Stored items from a collection:
--- Begin ---
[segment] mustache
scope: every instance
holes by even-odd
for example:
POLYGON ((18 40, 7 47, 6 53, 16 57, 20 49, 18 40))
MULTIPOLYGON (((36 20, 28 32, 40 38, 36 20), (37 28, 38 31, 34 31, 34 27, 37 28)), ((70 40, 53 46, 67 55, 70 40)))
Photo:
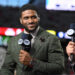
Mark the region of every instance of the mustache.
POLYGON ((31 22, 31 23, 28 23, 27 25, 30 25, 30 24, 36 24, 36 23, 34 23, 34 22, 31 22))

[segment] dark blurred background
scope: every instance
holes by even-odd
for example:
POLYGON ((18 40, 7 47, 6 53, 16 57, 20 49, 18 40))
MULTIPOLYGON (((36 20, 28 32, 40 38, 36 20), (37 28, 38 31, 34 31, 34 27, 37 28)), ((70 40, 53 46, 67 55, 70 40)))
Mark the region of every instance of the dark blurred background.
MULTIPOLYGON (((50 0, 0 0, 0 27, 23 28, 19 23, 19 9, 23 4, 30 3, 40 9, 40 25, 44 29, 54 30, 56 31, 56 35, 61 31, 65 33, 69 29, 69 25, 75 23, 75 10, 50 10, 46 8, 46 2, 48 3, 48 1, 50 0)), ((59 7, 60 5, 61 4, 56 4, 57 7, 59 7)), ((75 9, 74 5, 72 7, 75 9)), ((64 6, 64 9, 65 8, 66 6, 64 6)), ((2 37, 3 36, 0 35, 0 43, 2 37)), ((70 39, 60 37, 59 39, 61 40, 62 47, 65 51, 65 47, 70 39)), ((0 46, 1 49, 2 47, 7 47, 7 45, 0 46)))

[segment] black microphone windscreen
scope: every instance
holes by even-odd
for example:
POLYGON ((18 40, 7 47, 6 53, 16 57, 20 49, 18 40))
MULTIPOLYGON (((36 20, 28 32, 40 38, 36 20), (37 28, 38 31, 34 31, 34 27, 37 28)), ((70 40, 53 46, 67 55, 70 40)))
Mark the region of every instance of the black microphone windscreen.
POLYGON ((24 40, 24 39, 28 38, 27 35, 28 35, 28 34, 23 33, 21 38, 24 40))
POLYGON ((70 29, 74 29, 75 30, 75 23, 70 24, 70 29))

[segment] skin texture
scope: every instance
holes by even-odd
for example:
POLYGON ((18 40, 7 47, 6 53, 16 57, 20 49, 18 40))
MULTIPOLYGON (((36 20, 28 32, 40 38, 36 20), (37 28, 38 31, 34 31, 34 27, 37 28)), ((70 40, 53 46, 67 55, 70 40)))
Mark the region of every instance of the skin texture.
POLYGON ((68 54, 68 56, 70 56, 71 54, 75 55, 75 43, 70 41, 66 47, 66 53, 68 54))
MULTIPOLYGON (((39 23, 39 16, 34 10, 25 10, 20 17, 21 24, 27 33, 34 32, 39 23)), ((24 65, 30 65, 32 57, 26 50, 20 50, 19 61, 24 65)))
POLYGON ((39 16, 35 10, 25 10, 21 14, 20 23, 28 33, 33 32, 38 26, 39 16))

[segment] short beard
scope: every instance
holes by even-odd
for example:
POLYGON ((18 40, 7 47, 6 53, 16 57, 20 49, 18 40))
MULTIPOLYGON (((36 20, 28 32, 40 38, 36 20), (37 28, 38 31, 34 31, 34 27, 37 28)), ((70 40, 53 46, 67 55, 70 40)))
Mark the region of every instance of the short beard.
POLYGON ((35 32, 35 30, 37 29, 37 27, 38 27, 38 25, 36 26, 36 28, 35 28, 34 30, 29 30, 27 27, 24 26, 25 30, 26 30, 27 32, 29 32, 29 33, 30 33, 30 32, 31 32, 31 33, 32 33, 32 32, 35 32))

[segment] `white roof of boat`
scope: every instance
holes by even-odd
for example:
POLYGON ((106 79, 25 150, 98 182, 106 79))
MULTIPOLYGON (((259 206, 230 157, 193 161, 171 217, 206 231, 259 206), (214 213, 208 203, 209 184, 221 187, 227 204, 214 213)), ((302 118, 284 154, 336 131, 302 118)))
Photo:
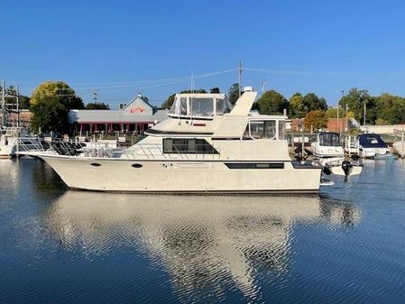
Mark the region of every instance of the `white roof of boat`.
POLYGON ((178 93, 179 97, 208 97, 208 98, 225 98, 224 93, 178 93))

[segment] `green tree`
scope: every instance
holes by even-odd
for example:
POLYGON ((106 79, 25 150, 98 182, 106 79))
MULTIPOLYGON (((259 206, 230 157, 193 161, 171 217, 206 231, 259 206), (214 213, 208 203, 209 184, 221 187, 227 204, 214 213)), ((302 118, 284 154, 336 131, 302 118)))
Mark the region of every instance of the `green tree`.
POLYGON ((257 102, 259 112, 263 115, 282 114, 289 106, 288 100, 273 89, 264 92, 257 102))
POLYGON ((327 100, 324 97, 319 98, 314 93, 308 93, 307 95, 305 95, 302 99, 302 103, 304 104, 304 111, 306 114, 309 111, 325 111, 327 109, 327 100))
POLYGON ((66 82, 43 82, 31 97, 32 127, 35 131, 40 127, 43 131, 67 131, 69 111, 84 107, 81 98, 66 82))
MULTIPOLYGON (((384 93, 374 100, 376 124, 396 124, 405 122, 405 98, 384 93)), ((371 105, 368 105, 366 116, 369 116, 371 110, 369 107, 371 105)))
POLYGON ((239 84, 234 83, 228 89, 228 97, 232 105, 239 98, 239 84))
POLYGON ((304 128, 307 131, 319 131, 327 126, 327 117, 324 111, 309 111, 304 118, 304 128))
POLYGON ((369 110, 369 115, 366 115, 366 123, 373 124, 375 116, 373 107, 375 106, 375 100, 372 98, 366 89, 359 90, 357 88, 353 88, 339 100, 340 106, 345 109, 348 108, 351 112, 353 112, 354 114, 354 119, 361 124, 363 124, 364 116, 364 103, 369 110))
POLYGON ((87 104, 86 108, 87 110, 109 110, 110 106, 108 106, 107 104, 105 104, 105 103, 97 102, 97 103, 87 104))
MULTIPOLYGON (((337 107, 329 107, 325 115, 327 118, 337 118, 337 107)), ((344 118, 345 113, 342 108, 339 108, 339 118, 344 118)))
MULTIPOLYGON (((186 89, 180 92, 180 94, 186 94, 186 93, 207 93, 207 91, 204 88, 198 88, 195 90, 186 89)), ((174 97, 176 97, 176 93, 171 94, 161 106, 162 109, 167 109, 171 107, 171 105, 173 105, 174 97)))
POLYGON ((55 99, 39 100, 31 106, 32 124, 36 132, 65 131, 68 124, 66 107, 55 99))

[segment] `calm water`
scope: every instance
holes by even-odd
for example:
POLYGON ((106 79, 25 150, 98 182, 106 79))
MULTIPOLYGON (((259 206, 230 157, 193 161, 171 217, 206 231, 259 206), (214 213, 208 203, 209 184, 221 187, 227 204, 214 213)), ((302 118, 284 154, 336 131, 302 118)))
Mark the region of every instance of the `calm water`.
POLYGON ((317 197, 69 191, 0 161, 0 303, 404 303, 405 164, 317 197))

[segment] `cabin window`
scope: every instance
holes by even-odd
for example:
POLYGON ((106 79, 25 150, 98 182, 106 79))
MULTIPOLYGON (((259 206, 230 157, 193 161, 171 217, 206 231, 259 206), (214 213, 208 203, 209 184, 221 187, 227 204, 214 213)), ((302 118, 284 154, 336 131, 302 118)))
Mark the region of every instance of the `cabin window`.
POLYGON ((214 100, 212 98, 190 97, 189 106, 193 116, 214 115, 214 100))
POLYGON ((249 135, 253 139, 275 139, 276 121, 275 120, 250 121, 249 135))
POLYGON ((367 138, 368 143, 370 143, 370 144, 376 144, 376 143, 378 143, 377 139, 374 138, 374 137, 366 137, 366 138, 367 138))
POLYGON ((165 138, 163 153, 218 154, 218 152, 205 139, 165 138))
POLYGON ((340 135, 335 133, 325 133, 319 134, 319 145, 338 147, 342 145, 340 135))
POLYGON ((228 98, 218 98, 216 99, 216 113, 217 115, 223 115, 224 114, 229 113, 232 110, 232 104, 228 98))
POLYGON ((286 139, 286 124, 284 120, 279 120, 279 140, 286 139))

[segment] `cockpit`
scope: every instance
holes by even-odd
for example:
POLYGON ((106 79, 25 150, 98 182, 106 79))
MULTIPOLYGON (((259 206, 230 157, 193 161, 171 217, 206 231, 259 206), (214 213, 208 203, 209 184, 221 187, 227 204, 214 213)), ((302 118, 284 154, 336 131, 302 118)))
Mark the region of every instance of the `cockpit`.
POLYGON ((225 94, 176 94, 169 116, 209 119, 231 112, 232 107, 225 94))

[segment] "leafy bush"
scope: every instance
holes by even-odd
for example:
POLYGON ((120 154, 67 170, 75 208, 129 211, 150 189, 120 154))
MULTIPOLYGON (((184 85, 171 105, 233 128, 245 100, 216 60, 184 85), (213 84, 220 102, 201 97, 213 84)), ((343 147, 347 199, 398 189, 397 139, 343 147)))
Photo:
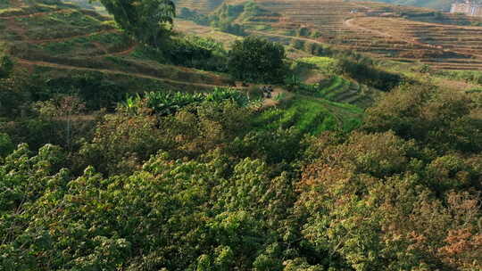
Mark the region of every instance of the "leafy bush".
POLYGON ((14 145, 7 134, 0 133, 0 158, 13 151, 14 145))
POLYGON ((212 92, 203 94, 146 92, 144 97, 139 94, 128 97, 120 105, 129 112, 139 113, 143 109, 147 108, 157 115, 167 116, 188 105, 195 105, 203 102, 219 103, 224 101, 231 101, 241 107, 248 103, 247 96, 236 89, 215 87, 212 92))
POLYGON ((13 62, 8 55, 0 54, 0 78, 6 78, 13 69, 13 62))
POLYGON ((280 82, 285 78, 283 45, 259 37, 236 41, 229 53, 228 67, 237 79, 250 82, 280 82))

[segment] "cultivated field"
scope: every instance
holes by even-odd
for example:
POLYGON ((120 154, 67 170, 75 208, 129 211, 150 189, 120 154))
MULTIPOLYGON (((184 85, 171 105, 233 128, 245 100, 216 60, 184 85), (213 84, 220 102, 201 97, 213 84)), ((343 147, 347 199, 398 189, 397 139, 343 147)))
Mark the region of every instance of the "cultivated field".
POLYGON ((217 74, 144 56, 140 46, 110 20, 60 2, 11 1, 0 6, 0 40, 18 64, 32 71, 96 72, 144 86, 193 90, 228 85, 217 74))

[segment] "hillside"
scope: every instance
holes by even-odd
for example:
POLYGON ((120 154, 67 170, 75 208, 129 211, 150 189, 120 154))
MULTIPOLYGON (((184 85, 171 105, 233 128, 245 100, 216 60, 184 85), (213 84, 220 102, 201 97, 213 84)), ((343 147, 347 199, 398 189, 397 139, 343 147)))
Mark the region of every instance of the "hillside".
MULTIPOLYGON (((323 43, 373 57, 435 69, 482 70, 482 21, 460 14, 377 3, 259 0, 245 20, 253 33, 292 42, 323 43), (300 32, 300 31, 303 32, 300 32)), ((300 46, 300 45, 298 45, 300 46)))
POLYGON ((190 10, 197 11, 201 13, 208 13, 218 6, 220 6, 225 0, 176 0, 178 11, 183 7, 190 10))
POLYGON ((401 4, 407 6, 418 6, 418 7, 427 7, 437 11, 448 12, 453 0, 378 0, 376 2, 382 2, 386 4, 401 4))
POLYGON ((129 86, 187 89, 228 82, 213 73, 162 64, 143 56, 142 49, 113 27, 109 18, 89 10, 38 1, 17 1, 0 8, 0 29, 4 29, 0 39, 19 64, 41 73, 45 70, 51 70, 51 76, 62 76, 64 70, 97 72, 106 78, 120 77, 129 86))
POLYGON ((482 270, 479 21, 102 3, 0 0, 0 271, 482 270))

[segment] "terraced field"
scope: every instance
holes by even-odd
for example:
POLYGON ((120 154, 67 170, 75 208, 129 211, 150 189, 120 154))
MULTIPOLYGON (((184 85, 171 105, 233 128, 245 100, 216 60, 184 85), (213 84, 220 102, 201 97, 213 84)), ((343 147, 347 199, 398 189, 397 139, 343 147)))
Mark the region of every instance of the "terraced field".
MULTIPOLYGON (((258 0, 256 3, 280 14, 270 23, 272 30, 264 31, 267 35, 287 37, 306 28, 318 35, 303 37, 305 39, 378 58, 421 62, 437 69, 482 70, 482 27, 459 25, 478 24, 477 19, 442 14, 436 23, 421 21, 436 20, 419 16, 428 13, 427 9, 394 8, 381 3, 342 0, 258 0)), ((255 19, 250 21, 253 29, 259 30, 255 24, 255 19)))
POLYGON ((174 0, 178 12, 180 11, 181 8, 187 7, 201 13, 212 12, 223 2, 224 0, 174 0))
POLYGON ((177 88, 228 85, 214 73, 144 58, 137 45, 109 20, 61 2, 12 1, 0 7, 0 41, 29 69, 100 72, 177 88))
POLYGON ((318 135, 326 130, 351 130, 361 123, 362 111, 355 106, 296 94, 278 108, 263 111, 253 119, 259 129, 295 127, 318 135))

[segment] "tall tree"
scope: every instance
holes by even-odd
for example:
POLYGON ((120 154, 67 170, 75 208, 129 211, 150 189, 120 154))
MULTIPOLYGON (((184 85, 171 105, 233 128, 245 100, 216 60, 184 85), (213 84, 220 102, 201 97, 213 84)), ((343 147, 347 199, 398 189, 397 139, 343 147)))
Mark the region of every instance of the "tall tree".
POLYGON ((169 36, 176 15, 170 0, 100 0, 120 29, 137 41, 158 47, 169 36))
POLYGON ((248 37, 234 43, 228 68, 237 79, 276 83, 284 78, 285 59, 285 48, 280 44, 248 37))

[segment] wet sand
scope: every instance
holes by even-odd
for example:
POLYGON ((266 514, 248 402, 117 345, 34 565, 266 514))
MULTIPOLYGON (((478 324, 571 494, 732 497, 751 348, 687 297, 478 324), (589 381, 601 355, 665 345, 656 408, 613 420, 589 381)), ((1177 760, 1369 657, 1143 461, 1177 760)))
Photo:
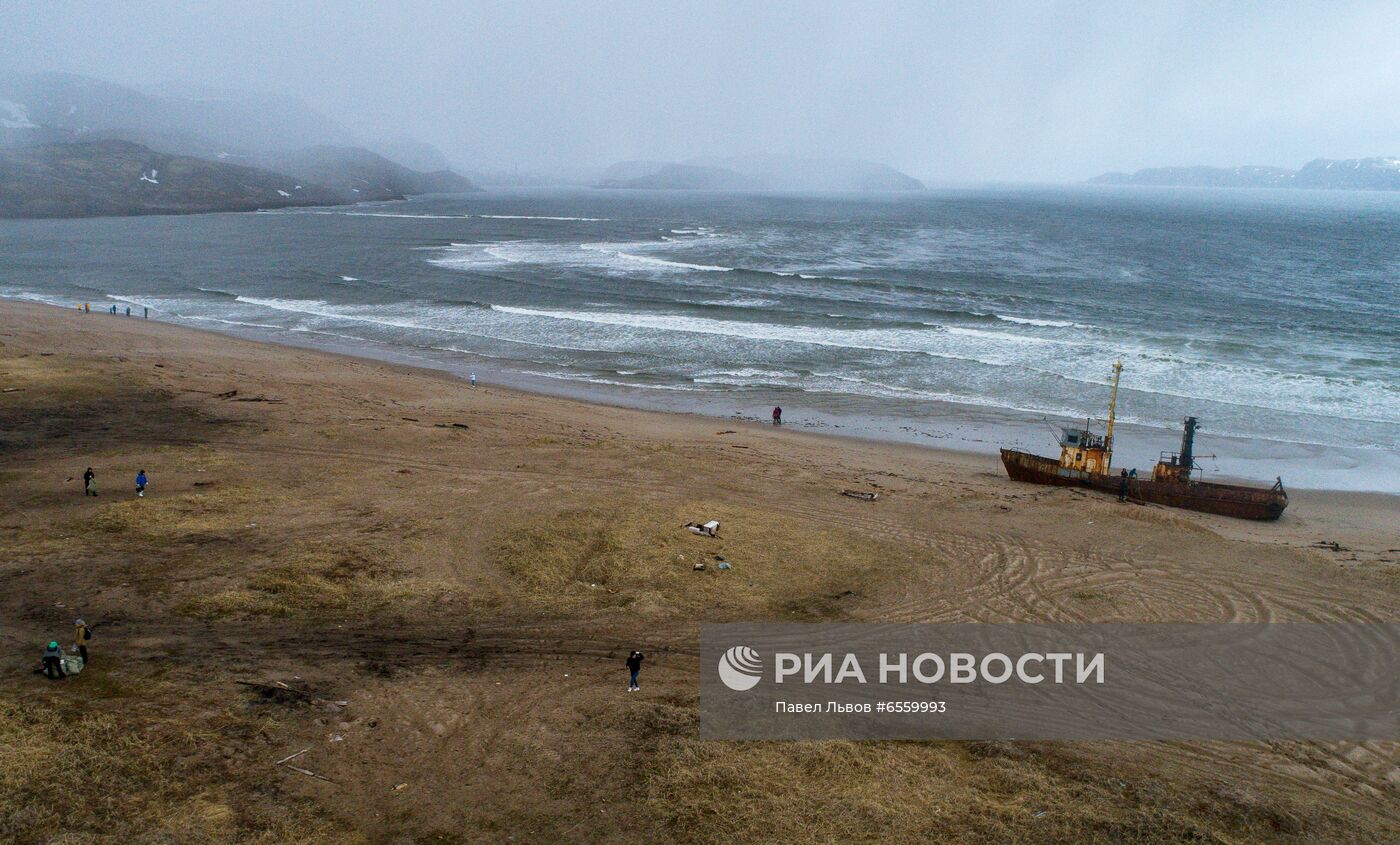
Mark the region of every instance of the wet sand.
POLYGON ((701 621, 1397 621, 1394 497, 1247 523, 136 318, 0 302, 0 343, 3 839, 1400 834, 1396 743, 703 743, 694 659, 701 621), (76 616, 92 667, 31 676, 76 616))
--- End ---
WHAT YOU ARE ASKED TO DO: Reproduce the data verbatim, beginning at the line that contains "[segment] black microphone windscreen" and stopping after the line that contains "POLYGON ((39 16, 35". Include both of those lines and output nothing else.

RESULT OF THIS EXERCISE:
[segment] black microphone windscreen
scope: every instance
holes by even-odd
for example:
POLYGON ((18 40, 7 47, 6 53, 16 57, 20 49, 18 40))
MULTIPOLYGON (((36 20, 28 32, 40 38, 36 20), (37 28, 38 31, 34 31, 34 27, 37 28)), ((70 40, 53 46, 67 55, 70 40)))
Mark the region of every instance of the black microphone windscreen.
POLYGON ((24 40, 24 39, 28 38, 27 35, 28 35, 28 34, 23 33, 21 38, 24 40))
POLYGON ((70 29, 74 29, 75 30, 75 23, 70 24, 70 29))

[segment] skin texture
scope: every instance
holes by even-odd
for example:
POLYGON ((18 40, 7 47, 6 53, 16 57, 20 49, 18 40))
MULTIPOLYGON (((36 20, 28 32, 40 38, 36 20), (37 28, 38 31, 34 31, 34 27, 37 28)), ((70 40, 53 46, 67 55, 70 40)))
Mark the region of every instance of the skin texture.
POLYGON ((68 54, 68 56, 70 56, 71 54, 75 55, 75 43, 70 41, 66 47, 66 53, 68 54))
MULTIPOLYGON (((39 23, 39 16, 34 10, 25 10, 20 17, 21 24, 27 33, 34 32, 39 23)), ((24 65, 30 65, 32 57, 26 50, 20 50, 19 61, 24 65)))
POLYGON ((39 16, 35 10, 25 10, 21 14, 20 23, 28 33, 33 32, 38 26, 39 16))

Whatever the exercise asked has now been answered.